--- RECORD SET ---

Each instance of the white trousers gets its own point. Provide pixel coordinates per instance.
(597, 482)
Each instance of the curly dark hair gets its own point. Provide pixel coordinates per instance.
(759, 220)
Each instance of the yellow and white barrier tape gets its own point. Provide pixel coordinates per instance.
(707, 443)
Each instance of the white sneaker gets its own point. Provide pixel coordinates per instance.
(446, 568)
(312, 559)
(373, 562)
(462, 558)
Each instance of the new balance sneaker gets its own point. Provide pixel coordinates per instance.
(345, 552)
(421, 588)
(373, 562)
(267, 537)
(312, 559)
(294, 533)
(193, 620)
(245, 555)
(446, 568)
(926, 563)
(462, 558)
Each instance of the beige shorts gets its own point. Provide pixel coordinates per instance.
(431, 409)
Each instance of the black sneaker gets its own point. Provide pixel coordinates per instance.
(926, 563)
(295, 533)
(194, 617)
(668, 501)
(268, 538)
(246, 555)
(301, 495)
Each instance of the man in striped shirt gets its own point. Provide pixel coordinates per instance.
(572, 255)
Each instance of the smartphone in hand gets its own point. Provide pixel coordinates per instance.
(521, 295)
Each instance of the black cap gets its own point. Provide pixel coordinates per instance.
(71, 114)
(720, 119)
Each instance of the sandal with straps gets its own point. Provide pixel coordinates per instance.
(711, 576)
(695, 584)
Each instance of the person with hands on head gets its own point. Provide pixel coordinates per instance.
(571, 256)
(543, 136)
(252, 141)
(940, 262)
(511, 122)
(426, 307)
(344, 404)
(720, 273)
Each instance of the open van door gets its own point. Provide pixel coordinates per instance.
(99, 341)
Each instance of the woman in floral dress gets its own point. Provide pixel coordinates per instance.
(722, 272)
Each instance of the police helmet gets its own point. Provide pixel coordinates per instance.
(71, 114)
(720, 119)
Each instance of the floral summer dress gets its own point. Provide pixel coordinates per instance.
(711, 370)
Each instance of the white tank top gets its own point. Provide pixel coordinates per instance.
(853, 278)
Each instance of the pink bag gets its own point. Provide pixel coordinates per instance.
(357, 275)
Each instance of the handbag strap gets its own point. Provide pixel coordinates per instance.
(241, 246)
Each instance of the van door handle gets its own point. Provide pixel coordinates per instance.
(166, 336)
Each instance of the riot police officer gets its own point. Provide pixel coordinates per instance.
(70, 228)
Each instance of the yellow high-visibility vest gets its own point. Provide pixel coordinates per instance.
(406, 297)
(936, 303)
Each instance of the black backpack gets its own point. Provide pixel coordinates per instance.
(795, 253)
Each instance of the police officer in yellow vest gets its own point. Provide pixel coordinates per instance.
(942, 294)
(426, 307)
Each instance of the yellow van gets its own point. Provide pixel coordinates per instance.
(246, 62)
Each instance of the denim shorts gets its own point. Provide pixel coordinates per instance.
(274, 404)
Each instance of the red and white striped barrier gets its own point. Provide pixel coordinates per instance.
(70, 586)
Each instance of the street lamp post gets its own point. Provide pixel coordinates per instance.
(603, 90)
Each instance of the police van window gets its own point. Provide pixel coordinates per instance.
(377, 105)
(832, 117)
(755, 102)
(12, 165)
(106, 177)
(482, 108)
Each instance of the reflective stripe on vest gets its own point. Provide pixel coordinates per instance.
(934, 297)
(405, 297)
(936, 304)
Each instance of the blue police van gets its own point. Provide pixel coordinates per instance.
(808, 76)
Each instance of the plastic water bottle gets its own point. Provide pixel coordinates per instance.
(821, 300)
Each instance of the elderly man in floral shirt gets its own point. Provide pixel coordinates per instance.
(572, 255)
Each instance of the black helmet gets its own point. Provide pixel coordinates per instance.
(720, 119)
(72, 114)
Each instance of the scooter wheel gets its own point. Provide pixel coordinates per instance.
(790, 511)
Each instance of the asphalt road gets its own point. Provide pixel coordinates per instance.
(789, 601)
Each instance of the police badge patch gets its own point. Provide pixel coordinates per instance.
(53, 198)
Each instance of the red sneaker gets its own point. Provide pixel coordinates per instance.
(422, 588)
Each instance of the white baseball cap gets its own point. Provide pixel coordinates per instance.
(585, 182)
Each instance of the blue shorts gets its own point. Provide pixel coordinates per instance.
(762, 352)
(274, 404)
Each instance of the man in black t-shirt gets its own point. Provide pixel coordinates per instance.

---

TRY IT -
An exact reproduction of the data is required. Leave nothing out.

SOLUTION TO THE PROBLEM -
Each instance of the white trousers gets its own point. Provide pixel coordinates per instance.
(597, 482)
Each instance of the curly dark hair gets its own point. Provide pixel coordinates per instance.
(759, 220)
Each instance of the yellow and white barrier tape gets its own point. Provide pixel coordinates per instance.
(707, 443)
Each instance of the white sneaker gets its own point. Provide pixel coordinates per instance.
(446, 568)
(312, 559)
(373, 562)
(462, 558)
Each instance of the new balance sneaker gets its own point. Provide pixel coordinates per instance.
(345, 552)
(421, 588)
(373, 562)
(267, 537)
(312, 559)
(294, 533)
(193, 620)
(245, 555)
(446, 568)
(926, 563)
(462, 558)
Each instance of the beige shorts gets its own point. Provide pixel coordinates per instance.
(431, 409)
Each instance of the black sneaker gets its own point. Provide pixel coordinates per instance.
(926, 563)
(295, 533)
(194, 617)
(668, 501)
(268, 538)
(246, 555)
(301, 495)
Each instance of the man in striped shirt gets its own point. Provide pixel coordinates per instance.
(572, 255)
Each instance of the smartphone in hand gets its own point. Provide pixel coordinates per instance.
(521, 295)
Each instance of the black cap gets its own point. Provide pixel coordinates per instance.
(71, 114)
(720, 119)
Each instance of the sandal with straps gets its own point. Provide pixel coordinates per instance.
(711, 576)
(695, 584)
Each instance of the person with hands on head gets its own point. Provide pixel coordinates per instance.
(571, 256)
(543, 136)
(252, 141)
(940, 262)
(511, 122)
(426, 307)
(344, 404)
(720, 273)
Each instance of the open van door gets its own point. Provide pixel coordinates per instance.
(99, 341)
Each instance of the woman in floral dress gets its own point. Provide pixel coordinates per instance.
(722, 272)
Each instance of the police helmet gets its own point. Provide pixel coordinates per instance.
(71, 114)
(720, 119)
Each instance of the floral summer dress gets its own point. Provide pixel coordinates per instance.
(711, 370)
Each instance of the white tank top gets its own point. Provide pixel coordinates per instance.
(853, 278)
Each instance of the pink bag gets its own point. Provide pixel coordinates per instance.
(357, 275)
Each instance of the handbag strap gets its own point. Provide pixel coordinates per instance.
(241, 246)
Each instance of the van door handle gets its own point. Provide pixel coordinates per instance.
(166, 336)
Each instance of the riot police officer gets its own point. Provide pixel coordinates per instance.
(70, 228)
Each instance of the yellow high-visibility vest gets its own point. Provide pixel coordinates per instance.
(406, 297)
(936, 303)
Each instance of the black backpack gets its own point. Provide pixel coordinates per instance.
(795, 253)
Each instance of the police officer in yellow vest gets its own point. Provide pixel coordinates per instance.
(942, 294)
(426, 307)
Each instance of the yellow van gets its own point. Provide pixel coordinates per instance.
(246, 62)
Each instance of the denim shorts gets its own point. Provide pixel coordinates per instance.
(274, 404)
Each instance of the red and white striped barrier gets its own point. Provide pixel coordinates per instance.
(70, 586)
Each instance of the street lamp post gets its own point. Provide pixel coordinates per instance.
(603, 90)
Each instance of the police van window gets its own point. Provide pixel coordinates per instance.
(377, 105)
(832, 117)
(755, 102)
(12, 165)
(106, 177)
(482, 108)
Each instance of the reflective stripe on vest gets its own point. Provide pixel coordinates per instance.
(934, 297)
(405, 297)
(936, 304)
Each instance of the blue police van gets its own point. Provide pixel coordinates per instance.
(808, 76)
Each instance of the plastic water bottle gets its own point. Provide pixel coordinates per instance.
(821, 300)
Each instance of the elderly man in floral shirt gets its own point. Provide pixel coordinates per instance.
(572, 255)
Each instance of the black helmet gets its own point. Provide pixel coordinates per instance.
(720, 119)
(72, 114)
Each instance of the scooter wheel gets its own point. Provide pixel coordinates per instance.
(790, 511)
Each instance of the asphalt road gets its own point. Provide pixel coordinates per instance.
(789, 601)
Each instance of the police badge patch gets its own point. Provide pixel coordinates per instance.
(53, 198)
Each instance of the red sneaker gets its own point. Provide pixel coordinates per instance.
(422, 588)
Each instance of the white baseball cap gets its own point. Provide pixel coordinates per instance.
(585, 182)
Each instance of the blue shorts gets its own point. Provide pixel coordinates per instance.
(762, 352)
(274, 404)
Each instance of the man in black t-shirt gets its own point. Provide pixel coordinates per instance.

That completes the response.